__Recorded information__
-------------------------

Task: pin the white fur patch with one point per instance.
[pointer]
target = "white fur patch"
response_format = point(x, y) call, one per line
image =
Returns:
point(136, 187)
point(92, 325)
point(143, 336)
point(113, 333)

-------------------------

Convert the data above into a two-column CSV with the header instruction,output and one row for each entry. Put each entry's text in instruction and its answer in output, enclosing every field in double quotes and replacing line breaks with spaces.

instruction,output
"Task: pin the white fur patch with one point per instance. [pointer] target = ""white fur patch"" response_format = point(x, y) call, one per line image = Returns:","point(136, 187) point(92, 325) point(143, 336) point(113, 333)"